===== Reading text =====

Modified BBB behavior scores for each group
Group | Number (individuals) | Modified BBB Behavior Score (points) |
---|---|---|
A | 14 | 20.93 ± 0.18 |
B | 14 | 17.51 ± 1.80 |
C | 14 | 15.61 ± 1.49 |
D | 14 | 14.00 ± 1.66 |
Note: ANOVA analysis showed that pairwise comparisons between groups revealed statistically significant differences (P < 0.05)
Fig. 2.
A-F: Statistical Analysis of Evaluation Metrics(ANOVA analysis). A: BBB scores for each group show statistically significant differences between the groups (P<0.05). B: Cobb angle(°) data for each group show statistically significant differences between the groups (P<0.05). C: Data on the L2-3 vertebral canal anteroposterior diameter(mm) for each group show statistically significant differences between the groups (P<0.05). D: Data on vertebral canal occupancy rate(%) for each group show statistically significant differences between the groups (P<0.05). E: Data on TUNEL positive cells in white matter(%) for each group show statistically significant differences between the groups (P<0.05). F: Data on TUNEL positive(%) cells in gray matter for each group show statistically significant differences between the groups (P<0.05)
Radiological evaluation
Spinal X-ray: During the observation period, Group A(sham) does not exhibit spinal kyphosis deformity, while Groups B, C, and D(2,4,and 8 weeks postoperative) show varying degrees of spinal kyphosis deformity. The deformity worsens over time, reaching its maximum at 8 weeks (46.73 ± 2.38)°. There are significant differences in Cobb angle between groups (P < 0.05).(Table 2; Figs. 2B and 3).

===== Given data =====

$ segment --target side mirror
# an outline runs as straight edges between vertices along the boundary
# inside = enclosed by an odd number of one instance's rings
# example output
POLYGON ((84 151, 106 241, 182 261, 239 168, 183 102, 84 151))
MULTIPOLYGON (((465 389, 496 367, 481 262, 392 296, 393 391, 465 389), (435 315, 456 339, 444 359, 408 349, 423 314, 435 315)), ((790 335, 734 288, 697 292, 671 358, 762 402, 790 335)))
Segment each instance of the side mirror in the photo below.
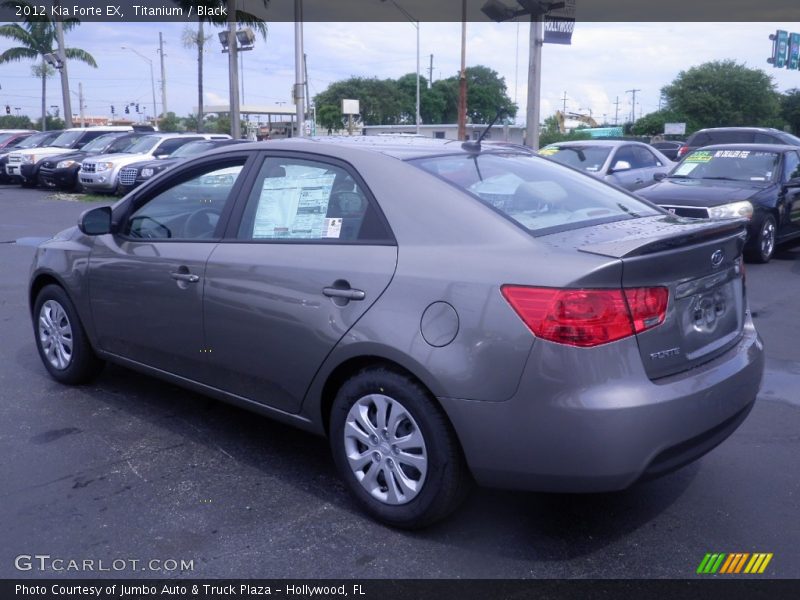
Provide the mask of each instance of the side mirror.
POLYGON ((783 184, 783 187, 800 187, 800 177, 792 177, 789 181, 783 184))
POLYGON ((614 166, 611 167, 609 173, 616 173, 617 171, 630 171, 631 163, 627 160, 618 160, 614 163, 614 166))
POLYGON ((101 206, 85 211, 78 219, 78 229, 86 235, 111 233, 111 207, 101 206))

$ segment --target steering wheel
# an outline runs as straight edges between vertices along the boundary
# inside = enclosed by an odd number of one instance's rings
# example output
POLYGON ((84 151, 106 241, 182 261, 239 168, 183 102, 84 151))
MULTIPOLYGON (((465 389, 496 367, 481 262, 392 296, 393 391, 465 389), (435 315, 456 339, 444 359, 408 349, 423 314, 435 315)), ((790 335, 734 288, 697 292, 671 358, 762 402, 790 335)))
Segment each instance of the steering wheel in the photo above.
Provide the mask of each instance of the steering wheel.
POLYGON ((183 237, 207 239, 214 235, 220 213, 215 208, 201 208, 193 212, 183 224, 183 237))

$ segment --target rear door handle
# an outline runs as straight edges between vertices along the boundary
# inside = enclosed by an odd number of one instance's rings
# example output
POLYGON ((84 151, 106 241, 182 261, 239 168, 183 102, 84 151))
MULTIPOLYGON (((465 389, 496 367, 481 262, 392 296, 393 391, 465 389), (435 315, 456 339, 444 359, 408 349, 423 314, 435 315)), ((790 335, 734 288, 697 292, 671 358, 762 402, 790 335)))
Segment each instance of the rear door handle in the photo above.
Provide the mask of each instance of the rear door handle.
POLYGON ((200 281, 199 275, 192 275, 191 273, 176 272, 176 273, 170 273, 170 276, 175 281, 185 281, 187 283, 197 283, 198 281, 200 281))
POLYGON ((322 288, 322 293, 328 298, 344 298, 345 300, 363 300, 367 297, 364 290, 353 288, 322 288))

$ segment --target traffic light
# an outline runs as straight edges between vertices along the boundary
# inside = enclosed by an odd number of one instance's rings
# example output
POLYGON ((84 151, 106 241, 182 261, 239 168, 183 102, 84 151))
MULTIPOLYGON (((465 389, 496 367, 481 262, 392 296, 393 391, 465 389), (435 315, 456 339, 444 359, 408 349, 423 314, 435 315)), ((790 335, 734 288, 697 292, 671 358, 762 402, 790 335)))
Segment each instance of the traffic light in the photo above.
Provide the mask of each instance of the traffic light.
POLYGON ((778 69, 782 69, 786 66, 786 55, 789 50, 789 32, 778 29, 775 33, 770 34, 769 39, 772 40, 772 56, 767 59, 767 62, 778 69))
POLYGON ((789 60, 786 68, 800 70, 800 33, 789 36, 789 60))

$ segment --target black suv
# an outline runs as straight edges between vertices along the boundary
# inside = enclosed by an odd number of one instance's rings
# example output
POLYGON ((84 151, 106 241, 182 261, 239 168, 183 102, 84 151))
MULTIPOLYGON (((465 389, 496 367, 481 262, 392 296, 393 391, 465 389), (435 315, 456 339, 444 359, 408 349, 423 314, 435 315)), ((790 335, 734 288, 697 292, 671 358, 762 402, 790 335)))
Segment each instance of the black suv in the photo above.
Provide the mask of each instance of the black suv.
POLYGON ((712 127, 695 131, 678 149, 676 160, 693 150, 712 144, 780 144, 800 146, 800 138, 771 127, 712 127))

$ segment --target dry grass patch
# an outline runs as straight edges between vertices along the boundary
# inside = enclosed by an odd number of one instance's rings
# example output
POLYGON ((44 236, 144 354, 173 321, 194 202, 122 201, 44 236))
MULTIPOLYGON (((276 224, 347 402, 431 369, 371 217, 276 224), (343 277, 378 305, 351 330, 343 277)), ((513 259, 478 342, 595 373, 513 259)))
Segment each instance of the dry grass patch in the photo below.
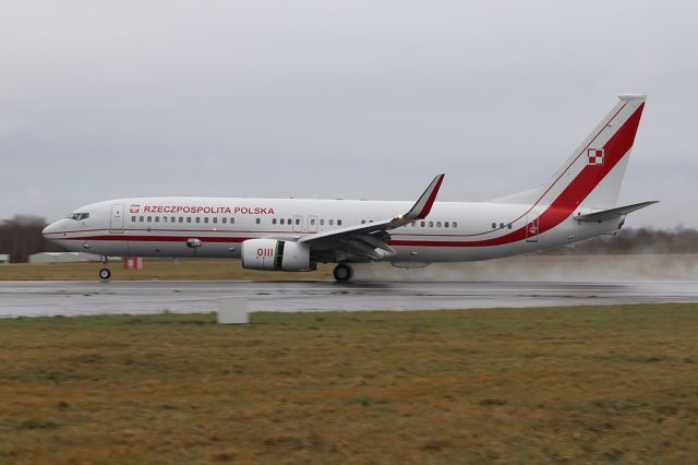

=====

• [Task]: Reproduce the full passage on BBB scores and spinal X-ray findings word for word.

• [Solution for this problem]:
Modified BBB behavior scores for each group
Group | Number (individuals) | Modified BBB Behavior Score (points) |
---|---|---|
A | 14 | 20.93 ± 0.18 |
B | 14 | 17.51 ± 1.80 |
C | 14 | 15.61 ± 1.49 |
D | 14 | 14.00 ± 1.66 |
Note: ANOVA analysis showed that pairwise comparisons between groups revealed statistically significant differences (P < 0.05)
Fig. 2.
A-F: Statistical Analysis of Evaluation Metrics(ANOVA analysis). A: BBB scores for each group show statistically significant differences between the groups (P<0.05). B: Cobb angle(°) data for each group show statistically significant differences between the groups (P<0.05). C: Data on the L2-3 vertebral canal anteroposterior diameter(mm) for each group show statistically significant differences between the groups (P<0.05). D: Data on vertebral canal occupancy rate(%) for each group show statistically significant differences between the groups (P<0.05). E: Data on TUNEL positive cells in white matter(%) for each group show statistically significant differences between the groups (P<0.05). F: Data on TUNEL positive(%) cells in gray matter for each group show statistically significant differences between the groups (P<0.05)
Radiological evaluation
Spinal X-ray: During the observation period, Group A(sham) does not exhibit spinal kyphosis deformity, while Groups B, C, and D(2,4,and 8 weeks postoperative) show varying degrees of spinal kyphosis deformity. The deformity worsens over time, reaching its maximum at 8 weeks (46.73 ± 2.38)°. There are significant differences in Cobb angle between groups (P < 0.05).(Table 2; Figs. 2B and 3).